Trecho fornecido →
··········
Há dias, o historiador marxista Eric Hobsbawn, durante entrevista, formulou uma inquietante pergunta: "como compatibilizar o desejo do ser humano de preservação e estabilidade com o aumento necessário e geométrico da produção?"

sexta-feira, 28 de maio de 2010

Atualizado em 27 de maio de 2010 14:03


O trabalho e a produção

Francisco de Assis Chagas de Mello e Silva*

Há dias, o historiador marxista Eric Hobsbawn, durante entrevista, formulou uma inquietante pergunta: "como compatibilizar o desejo do ser humano de preservação e estabilidade com o aumento necessário e geométrico da produção?"

Os primeiros sinais desse conflito no Brasil vêm surgindo aqui e acolá. No campo, o sucesso do agro negócio assombra e surpreende os simpatizantes dos médios e pequenos agricultores. Os números resultantes da eficácia do primeiro em confronto aos demais conduz a um abismo entre eles. Como ser politicamente correto com desempenho tão expressivo? Pior. Melhor. Os grandes agricultores perceberam que é muito mais seguro e lucrativo cumprir a lei ambiental e, pouco a pouco, deixam, menos por virtude e mais por esperteza, de degradar a terra. Assim, a competição desigual acarreta também para os pequenos e médios proprietários uma irremediável desestabilização.

As indústrias, o comércio, a prestação de serviços, a construção civil, os negócios financeiros, enfim, as múltiplas empresas de toda a sorte, enfrentam, ou enfrentarão questões semelhantes. A rotatividade do emprego tende a crescer em todos os segmentos.

A Justiça do Trabalho não está preparada para hoje, o que dirá amanhã.

O fundado receio da sua extinção resultou numa legislação repleta de tolos tecnicismos e filigranas processuais de toda a sorte em busca de alguma densidade intelectual. Na verdade, esta não foi alcançada e a colcha de retalhos elaborada com normas, provimentos, disposições, súmulas, enunciados, etc., permaneceu em retalhos.

Mas isso também nada significa. A revolução vem sendo feita silenciosamente no âmbito da sociedade em geral. Os testes vocacionais perderam a relevância de outrora. No nosso círculo de atividade, os bacharéis preparam-se vorazmente para concursos. Qualquer concurso. Pouco importa se serão defensores, delegados, representantes do Ministério Público, procuradores, advogados da União, juízes etc. Caso sejam reprovados para ocupar tais cargos, deverão submeter-se a certames para o Banco do Brasil, para o Bndes, para Furnas, para a Comlurb, para o Itamaraty, para os Correios.

O desejo de estabilidade se sobrepõe a qualquer outro interesse. De outro lado, os pais de classe média - alta - somam pressões sobre seus filhos para uma infinidade de tarefas: o aprendizado da informática no seu mais abrangente limite, quatro ou cinco idiomas, aí incluídos mestrado e doutorado no estrangeiro, para depois verem sobressair esses jovens na frenética corrida do sucesso profissional.
··········
Material fornecido →
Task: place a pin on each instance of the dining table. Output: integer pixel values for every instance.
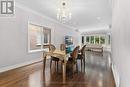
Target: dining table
(63, 57)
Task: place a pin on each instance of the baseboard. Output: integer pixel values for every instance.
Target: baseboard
(4, 69)
(116, 75)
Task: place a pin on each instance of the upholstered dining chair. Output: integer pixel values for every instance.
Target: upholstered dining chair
(81, 55)
(73, 57)
(52, 48)
(62, 47)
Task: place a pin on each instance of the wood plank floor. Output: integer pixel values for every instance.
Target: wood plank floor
(97, 73)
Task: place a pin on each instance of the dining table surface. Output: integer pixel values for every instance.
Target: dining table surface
(63, 57)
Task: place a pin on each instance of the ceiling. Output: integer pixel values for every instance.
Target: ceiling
(86, 14)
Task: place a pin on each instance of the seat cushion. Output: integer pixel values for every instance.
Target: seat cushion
(54, 59)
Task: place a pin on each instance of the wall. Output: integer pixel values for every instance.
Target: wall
(121, 40)
(14, 35)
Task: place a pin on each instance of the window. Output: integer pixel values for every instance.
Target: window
(47, 36)
(37, 37)
(92, 40)
(96, 39)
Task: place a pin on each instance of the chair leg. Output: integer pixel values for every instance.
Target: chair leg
(77, 67)
(81, 64)
(57, 65)
(50, 63)
(84, 64)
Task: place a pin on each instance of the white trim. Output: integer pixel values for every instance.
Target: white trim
(116, 75)
(7, 68)
(40, 14)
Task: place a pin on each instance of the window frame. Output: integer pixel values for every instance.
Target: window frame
(42, 38)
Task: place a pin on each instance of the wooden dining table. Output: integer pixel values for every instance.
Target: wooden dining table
(63, 57)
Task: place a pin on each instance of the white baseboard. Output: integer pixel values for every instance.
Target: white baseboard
(19, 65)
(116, 75)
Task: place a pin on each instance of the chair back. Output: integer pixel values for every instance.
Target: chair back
(75, 53)
(62, 47)
(52, 48)
(83, 50)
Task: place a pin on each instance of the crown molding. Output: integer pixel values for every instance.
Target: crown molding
(40, 14)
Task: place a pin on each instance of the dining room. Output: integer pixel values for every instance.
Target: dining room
(57, 43)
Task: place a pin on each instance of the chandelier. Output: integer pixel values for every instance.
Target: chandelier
(63, 13)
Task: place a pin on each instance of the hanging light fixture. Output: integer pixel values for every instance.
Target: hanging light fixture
(63, 13)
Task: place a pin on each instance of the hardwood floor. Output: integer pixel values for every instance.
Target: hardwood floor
(96, 73)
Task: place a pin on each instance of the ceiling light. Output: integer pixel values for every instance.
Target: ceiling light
(63, 12)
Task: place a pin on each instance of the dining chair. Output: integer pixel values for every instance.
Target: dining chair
(62, 47)
(73, 57)
(81, 55)
(52, 48)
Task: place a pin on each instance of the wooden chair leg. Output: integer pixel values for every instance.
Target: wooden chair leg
(57, 65)
(84, 64)
(50, 63)
(81, 64)
(77, 67)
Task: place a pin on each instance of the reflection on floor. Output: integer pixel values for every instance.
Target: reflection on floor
(97, 73)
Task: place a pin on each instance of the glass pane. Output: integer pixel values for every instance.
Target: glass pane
(92, 39)
(82, 39)
(87, 39)
(35, 36)
(96, 39)
(47, 36)
(102, 40)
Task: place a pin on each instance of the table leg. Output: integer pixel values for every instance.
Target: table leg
(64, 72)
(44, 63)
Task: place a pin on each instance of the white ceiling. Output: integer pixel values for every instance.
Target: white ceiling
(86, 14)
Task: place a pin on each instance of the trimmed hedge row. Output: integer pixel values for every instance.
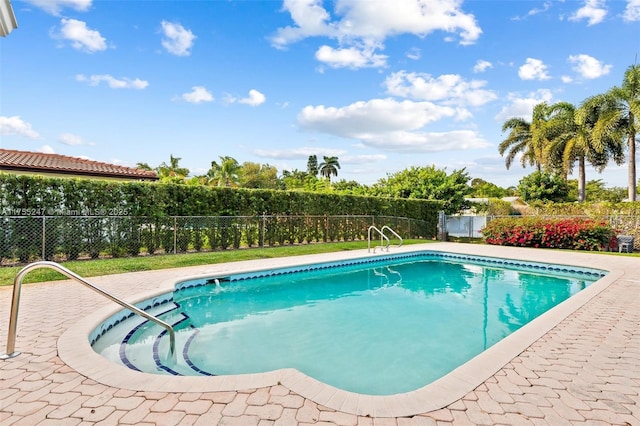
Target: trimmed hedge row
(70, 218)
(574, 233)
(38, 196)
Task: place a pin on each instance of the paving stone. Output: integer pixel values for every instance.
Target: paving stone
(288, 417)
(125, 403)
(259, 397)
(476, 414)
(194, 407)
(417, 421)
(287, 401)
(240, 421)
(96, 414)
(267, 412)
(338, 418)
(236, 407)
(165, 404)
(171, 418)
(585, 371)
(308, 413)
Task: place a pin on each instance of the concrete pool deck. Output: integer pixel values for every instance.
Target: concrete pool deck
(577, 364)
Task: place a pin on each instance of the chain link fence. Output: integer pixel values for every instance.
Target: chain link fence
(25, 239)
(470, 226)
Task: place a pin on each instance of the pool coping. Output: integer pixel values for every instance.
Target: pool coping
(74, 348)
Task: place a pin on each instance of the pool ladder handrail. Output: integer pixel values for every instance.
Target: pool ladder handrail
(15, 302)
(383, 238)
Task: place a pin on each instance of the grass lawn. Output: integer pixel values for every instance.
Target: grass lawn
(92, 268)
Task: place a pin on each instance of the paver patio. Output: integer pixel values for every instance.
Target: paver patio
(582, 368)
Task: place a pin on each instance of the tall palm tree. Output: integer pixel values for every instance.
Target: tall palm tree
(525, 138)
(329, 167)
(619, 119)
(227, 173)
(312, 165)
(172, 171)
(579, 145)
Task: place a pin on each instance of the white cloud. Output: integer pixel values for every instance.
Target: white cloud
(198, 95)
(632, 11)
(297, 153)
(178, 40)
(414, 53)
(72, 140)
(17, 126)
(593, 11)
(533, 69)
(352, 57)
(112, 82)
(588, 66)
(374, 116)
(255, 98)
(448, 88)
(54, 7)
(523, 106)
(81, 37)
(408, 142)
(389, 125)
(546, 6)
(362, 25)
(46, 149)
(482, 65)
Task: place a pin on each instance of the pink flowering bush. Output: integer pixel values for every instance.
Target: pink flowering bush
(575, 233)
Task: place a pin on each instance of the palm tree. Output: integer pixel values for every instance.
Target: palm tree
(579, 145)
(526, 138)
(619, 119)
(329, 167)
(172, 171)
(227, 173)
(312, 165)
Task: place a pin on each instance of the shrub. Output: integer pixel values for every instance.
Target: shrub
(576, 234)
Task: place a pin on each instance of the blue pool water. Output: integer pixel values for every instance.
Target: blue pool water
(375, 327)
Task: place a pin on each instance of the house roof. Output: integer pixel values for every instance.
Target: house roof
(54, 163)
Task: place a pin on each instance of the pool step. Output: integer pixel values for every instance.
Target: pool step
(146, 346)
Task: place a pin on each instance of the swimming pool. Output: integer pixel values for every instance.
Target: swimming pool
(261, 311)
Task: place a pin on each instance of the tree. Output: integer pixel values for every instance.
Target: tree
(329, 167)
(350, 187)
(312, 165)
(256, 175)
(227, 173)
(578, 144)
(172, 172)
(427, 183)
(480, 188)
(543, 186)
(525, 138)
(619, 119)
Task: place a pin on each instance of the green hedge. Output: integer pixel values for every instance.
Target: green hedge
(60, 197)
(122, 219)
(574, 233)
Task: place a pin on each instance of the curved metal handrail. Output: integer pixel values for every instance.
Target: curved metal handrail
(383, 239)
(15, 302)
(394, 233)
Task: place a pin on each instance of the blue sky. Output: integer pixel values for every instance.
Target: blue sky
(382, 85)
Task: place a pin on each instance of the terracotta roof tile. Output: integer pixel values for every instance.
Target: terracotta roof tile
(37, 161)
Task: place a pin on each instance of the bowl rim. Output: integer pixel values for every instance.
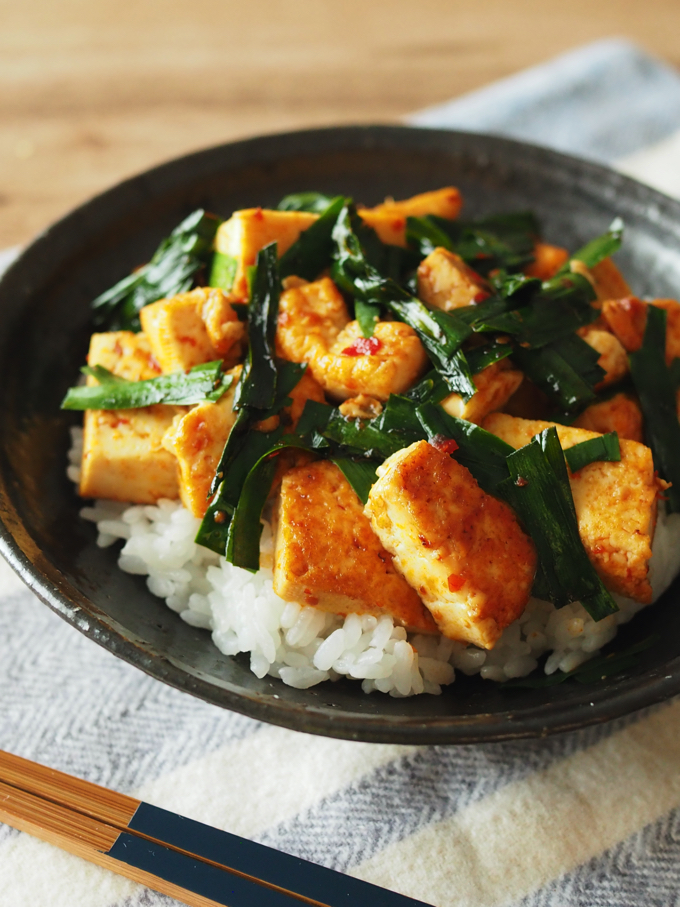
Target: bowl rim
(58, 594)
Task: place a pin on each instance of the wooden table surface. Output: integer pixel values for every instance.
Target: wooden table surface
(92, 91)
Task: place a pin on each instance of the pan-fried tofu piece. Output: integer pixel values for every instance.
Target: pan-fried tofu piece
(247, 231)
(621, 413)
(328, 556)
(627, 318)
(124, 353)
(311, 316)
(446, 282)
(495, 385)
(197, 439)
(547, 261)
(389, 219)
(613, 357)
(393, 363)
(123, 456)
(225, 331)
(460, 548)
(615, 504)
(187, 329)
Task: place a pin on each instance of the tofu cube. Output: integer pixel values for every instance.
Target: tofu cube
(389, 219)
(615, 504)
(461, 549)
(123, 455)
(621, 413)
(247, 231)
(327, 555)
(196, 439)
(124, 353)
(495, 385)
(191, 328)
(391, 367)
(311, 315)
(613, 357)
(446, 282)
(627, 318)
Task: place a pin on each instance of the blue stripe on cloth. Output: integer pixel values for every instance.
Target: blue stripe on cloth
(640, 870)
(603, 101)
(427, 786)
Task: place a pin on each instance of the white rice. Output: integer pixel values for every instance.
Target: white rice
(304, 646)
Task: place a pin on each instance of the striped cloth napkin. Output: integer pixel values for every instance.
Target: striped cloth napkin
(587, 818)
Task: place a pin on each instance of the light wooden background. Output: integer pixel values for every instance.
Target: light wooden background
(94, 90)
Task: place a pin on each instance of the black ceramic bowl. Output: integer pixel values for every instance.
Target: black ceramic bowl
(44, 329)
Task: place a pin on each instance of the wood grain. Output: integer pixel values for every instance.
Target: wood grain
(93, 92)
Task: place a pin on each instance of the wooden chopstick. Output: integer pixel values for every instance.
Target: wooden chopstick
(180, 857)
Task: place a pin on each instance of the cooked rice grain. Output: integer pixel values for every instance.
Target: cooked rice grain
(304, 646)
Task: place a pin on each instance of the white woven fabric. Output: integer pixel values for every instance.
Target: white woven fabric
(580, 820)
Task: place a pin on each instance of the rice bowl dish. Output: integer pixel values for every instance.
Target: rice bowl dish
(304, 645)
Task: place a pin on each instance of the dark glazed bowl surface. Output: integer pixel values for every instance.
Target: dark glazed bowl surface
(44, 329)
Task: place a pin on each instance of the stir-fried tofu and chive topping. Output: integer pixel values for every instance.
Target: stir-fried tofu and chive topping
(441, 417)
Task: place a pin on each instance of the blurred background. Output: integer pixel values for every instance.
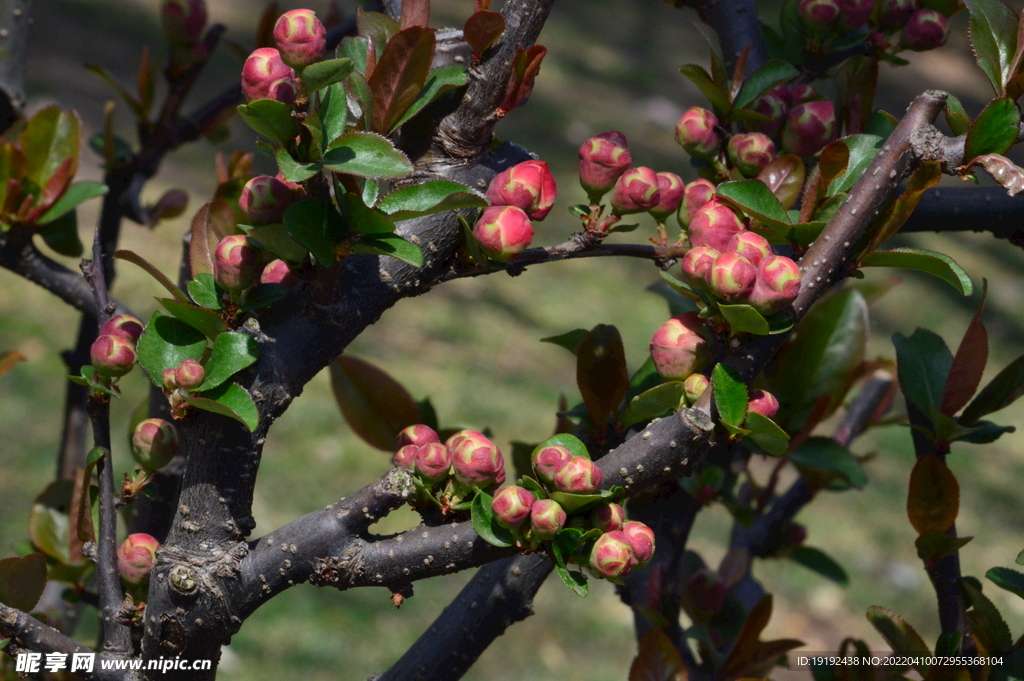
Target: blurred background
(473, 347)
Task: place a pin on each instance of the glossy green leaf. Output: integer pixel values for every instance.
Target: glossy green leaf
(166, 343)
(228, 399)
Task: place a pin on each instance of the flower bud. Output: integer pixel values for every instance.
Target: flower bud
(750, 246)
(546, 518)
(714, 225)
(511, 506)
(671, 190)
(125, 326)
(155, 442)
(641, 539)
(602, 160)
(695, 133)
(504, 232)
(236, 263)
(136, 556)
(607, 517)
(809, 127)
(679, 347)
(188, 375)
(433, 461)
(925, 30)
(300, 37)
(611, 555)
(751, 152)
(113, 355)
(818, 14)
(262, 70)
(263, 200)
(418, 434)
(278, 271)
(763, 402)
(579, 475)
(477, 461)
(732, 278)
(548, 460)
(528, 185)
(182, 20)
(636, 190)
(776, 286)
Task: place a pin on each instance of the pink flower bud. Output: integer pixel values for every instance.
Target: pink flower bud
(528, 185)
(155, 442)
(477, 461)
(579, 475)
(511, 506)
(547, 461)
(263, 200)
(671, 192)
(418, 434)
(809, 127)
(698, 193)
(261, 70)
(694, 386)
(300, 37)
(608, 517)
(695, 133)
(679, 346)
(188, 375)
(636, 190)
(125, 326)
(776, 286)
(732, 278)
(546, 518)
(433, 461)
(611, 555)
(136, 556)
(113, 355)
(714, 225)
(236, 263)
(602, 160)
(751, 152)
(504, 232)
(182, 20)
(750, 246)
(641, 539)
(925, 30)
(763, 402)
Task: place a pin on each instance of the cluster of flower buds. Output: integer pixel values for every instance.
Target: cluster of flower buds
(520, 194)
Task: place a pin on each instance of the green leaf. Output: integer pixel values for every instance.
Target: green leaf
(76, 194)
(271, 119)
(764, 79)
(166, 343)
(206, 321)
(392, 245)
(228, 399)
(366, 155)
(754, 198)
(820, 562)
(321, 75)
(429, 198)
(485, 524)
(316, 225)
(939, 264)
(994, 131)
(730, 394)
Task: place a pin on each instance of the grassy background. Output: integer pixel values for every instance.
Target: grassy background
(472, 347)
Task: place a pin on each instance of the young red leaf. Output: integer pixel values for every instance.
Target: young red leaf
(969, 364)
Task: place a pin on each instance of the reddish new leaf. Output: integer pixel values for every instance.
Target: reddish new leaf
(400, 75)
(933, 500)
(969, 365)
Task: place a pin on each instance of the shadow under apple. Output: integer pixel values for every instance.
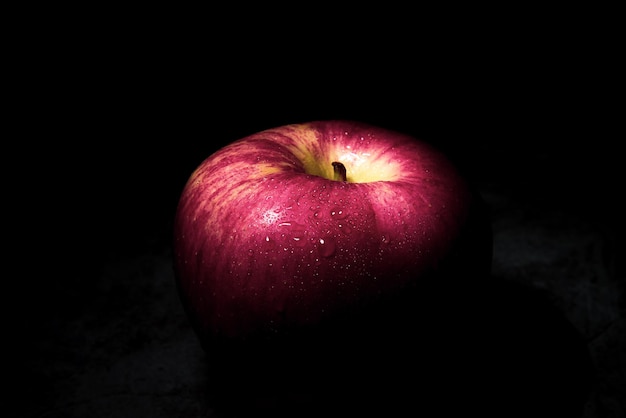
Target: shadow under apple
(494, 348)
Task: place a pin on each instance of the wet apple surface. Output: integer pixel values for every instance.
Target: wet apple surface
(267, 239)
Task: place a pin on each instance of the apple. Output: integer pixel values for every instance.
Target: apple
(300, 248)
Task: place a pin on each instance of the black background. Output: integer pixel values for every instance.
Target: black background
(116, 116)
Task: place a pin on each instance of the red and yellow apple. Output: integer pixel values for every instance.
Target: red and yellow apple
(319, 226)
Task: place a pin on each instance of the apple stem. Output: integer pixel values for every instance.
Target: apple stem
(340, 171)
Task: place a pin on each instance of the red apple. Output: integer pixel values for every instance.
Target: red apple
(328, 225)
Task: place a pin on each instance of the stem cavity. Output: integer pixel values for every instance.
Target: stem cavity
(339, 171)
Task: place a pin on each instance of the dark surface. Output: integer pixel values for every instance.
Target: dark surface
(101, 332)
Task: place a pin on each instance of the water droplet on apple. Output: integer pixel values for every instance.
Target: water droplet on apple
(345, 228)
(338, 213)
(327, 246)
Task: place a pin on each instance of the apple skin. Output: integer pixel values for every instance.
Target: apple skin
(276, 261)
··········
Problema proposto 1 → Edite o texto sobre trabalho e produção, começando em "As indústrias, o" e terminando em "que dirá amanhã.", com "rotatividade" substituído por "instabilidade".
Problema proposto 2 → Transcreva literalmente as linhas, começando pela que contém "Task: place a pin on each instance of the black background." e terminando na última delas; nada do texto entra.
O texto e as linhas não têm relação entre si.

Resposta redigida 1 →
As indústrias, o comércio, a prestação de serviços, a construção civil, os negócios financeiros, enfim, as múltiplas empresas de toda a sorte, enfrentam, ou enfrentarão questões semelhantes. A instabilidade do emprego tende a crescer em todos os segmentos.

A Justiça do Trabalho não está preparada para hoje, o que dirá amanhã.

Resposta redigida 2 →
Task: place a pin on each instance of the black background. Output: integer pixel values for every instance.
Target: black background
(116, 116)
Task: place a pin on each instance of the red and yellow apple. Output: integer pixel values for every instance.
Target: red and yellow apple
(319, 226)
Task: place a pin on each instance of the apple stem. Output: integer pixel values for every instance.
Target: apple stem
(340, 171)
Task: place a pin on each instance of the red apple. Output: integer pixel values for every instance.
Target: red apple
(328, 225)
Task: place a pin on each instance of the stem cavity. Output: integer pixel values for every instance.
Target: stem cavity
(339, 171)
Task: place a pin on each instance of the dark surface. Output: integer pixel values for every instance.
Target: dark surface
(101, 332)
Task: place a pin on each instance of the water droplet on apple. Output: integer pixel values for every instance.
Target: water droplet on apple
(345, 228)
(338, 213)
(327, 246)
Task: place a pin on each instance of the apple skin. Output: integer pixel values for every instance.
Target: apple skin
(276, 261)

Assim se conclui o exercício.